#### Extract:
From a design point of view, have there been any recent Peter Rabbit product launches or activations that highlight how creative your partners can be with it?
Yes – so many! As Peter is a classic brand, we often work with companies who have never licensed or worked with an IP before and it’s always fun – mostly! – seeing how they adapt our characters.
In terms of activations, we have a landmark exhibition in place for Japan next year which Sara Glenn has curated. This is the first time we have ever sent all of Beatrix Potter’s original Peter Rabbit watercolours overseas – it’s a real logistical challenge, but the results will be so exciting to see.
On the product side, Orange Tree Toys is a great example of how we allowed them to draw Peter in their own style – they have a huge range now which looks amazing.
We have a long-standing partnership with Joules – they have a very distinctive handwriting, so we allow them to interpret Peter into their designs. Their collections get stronger and stronger and next year’s collection is just stunning.
Lovely stuff. Any more?
Yes, Enesco are one of our longest partners – over 35 years – and they have just launched a new range of figurines in collaboration with Jim Shore.

#### Set of tasks:
1. Answer these questions from the Peter Rabbit interview:
(a) Who curated the exhibition planned for Japan?
(b) Which toy company was allowed to draw Peter in its own style?
(c) How long has Enesco been a partner?
2. Name every company that the Peter Rabbit interview identifies as a partner.
3. Rewrite the part of the Peter Rabbit interview that opens with the words "Yes – so many!" and closes with "is just stunning.", changing "overseas" to "abroad".
None of the records is needed for anything here.

#### Excerpted data:
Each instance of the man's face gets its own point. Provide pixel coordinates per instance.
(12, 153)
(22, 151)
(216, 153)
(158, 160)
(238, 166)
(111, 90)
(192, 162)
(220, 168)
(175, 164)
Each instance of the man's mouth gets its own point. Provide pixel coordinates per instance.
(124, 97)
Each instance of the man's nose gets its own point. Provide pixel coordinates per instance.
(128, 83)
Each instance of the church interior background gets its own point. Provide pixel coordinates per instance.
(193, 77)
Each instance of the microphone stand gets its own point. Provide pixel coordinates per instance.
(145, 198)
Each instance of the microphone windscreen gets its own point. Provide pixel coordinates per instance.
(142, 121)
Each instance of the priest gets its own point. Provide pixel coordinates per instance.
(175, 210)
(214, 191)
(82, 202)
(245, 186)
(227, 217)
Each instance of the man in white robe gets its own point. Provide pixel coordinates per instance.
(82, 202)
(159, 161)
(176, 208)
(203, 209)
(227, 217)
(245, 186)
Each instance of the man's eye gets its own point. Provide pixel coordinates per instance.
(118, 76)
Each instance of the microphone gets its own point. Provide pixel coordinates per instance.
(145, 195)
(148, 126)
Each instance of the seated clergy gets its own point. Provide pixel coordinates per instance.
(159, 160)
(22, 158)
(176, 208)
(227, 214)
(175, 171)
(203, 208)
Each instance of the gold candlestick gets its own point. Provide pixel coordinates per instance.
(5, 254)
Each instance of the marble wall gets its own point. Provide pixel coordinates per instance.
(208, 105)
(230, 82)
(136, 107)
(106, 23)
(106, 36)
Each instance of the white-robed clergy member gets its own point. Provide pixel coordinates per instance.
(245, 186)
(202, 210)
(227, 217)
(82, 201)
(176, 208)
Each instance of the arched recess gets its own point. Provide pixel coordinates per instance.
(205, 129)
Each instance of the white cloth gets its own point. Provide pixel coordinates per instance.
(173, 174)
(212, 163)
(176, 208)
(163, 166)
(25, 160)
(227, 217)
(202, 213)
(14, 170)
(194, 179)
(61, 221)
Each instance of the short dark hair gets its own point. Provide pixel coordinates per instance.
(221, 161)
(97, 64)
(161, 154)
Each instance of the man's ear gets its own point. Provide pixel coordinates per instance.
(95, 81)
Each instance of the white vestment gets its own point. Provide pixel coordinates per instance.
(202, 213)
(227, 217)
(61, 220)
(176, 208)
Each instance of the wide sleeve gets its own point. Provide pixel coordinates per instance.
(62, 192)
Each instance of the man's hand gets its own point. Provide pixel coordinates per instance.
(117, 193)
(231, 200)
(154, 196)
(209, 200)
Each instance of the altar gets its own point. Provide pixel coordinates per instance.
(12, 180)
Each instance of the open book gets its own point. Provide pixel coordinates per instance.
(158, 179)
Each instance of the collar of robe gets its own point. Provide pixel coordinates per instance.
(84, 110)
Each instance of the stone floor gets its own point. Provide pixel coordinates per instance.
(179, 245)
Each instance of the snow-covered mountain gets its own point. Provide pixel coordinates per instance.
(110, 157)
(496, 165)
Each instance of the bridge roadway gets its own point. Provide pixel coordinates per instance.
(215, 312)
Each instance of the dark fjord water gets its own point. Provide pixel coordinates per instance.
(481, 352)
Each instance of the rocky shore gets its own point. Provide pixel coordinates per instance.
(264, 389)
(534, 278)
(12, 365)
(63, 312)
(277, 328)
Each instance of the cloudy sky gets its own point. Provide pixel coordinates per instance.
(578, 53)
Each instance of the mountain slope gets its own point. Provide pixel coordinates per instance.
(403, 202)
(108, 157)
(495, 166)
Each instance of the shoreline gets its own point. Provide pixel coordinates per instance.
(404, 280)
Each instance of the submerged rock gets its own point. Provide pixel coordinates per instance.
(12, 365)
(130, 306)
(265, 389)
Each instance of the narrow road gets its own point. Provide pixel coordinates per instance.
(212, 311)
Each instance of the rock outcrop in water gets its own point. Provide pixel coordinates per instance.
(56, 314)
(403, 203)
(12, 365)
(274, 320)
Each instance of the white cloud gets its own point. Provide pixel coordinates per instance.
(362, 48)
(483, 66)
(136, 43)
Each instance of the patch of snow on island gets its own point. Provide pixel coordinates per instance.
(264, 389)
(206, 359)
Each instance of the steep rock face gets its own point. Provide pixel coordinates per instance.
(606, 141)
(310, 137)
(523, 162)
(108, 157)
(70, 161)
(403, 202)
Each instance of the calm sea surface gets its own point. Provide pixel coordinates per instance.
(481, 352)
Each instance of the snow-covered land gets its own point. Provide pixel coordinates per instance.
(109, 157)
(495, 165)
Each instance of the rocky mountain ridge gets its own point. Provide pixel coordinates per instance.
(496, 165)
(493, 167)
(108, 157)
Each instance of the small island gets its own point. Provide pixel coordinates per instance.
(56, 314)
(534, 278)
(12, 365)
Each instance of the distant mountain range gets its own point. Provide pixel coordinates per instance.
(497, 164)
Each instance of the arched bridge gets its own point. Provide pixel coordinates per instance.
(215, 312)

#### Answers per task:
1.
(a) Sara Glenn.
(b) Orange Tree Toys.
(c) Over 35 years.

2. Orange Tree Toys, Joules, Enesco

3.
Yes – so many! As Peter is a classic brand, we often work with companies who have never licensed or worked with an IP before and it’s always fun – mostly! – seeing how they adapt our characters.
In terms of activations, we have a landmark exhibition in place for Japan next year which Sara Glenn has curated. This is the first time we have ever sent all of Beatrix Potter’s original Peter Rabbit watercolours abroad – it’s a real logistical challenge, but the results will be so exciting to see.
On the product side, Orange Tree Toys is a great example of how we allowed them to draw Peter in their own style – they have a huge range now which looks amazing.
We have a long-standing partnership with Joules – they have a very distinctive handwriting, so we allow them to interpret Peter into their designs. Their collections get stronger and stronger and next year’s collection is just stunning.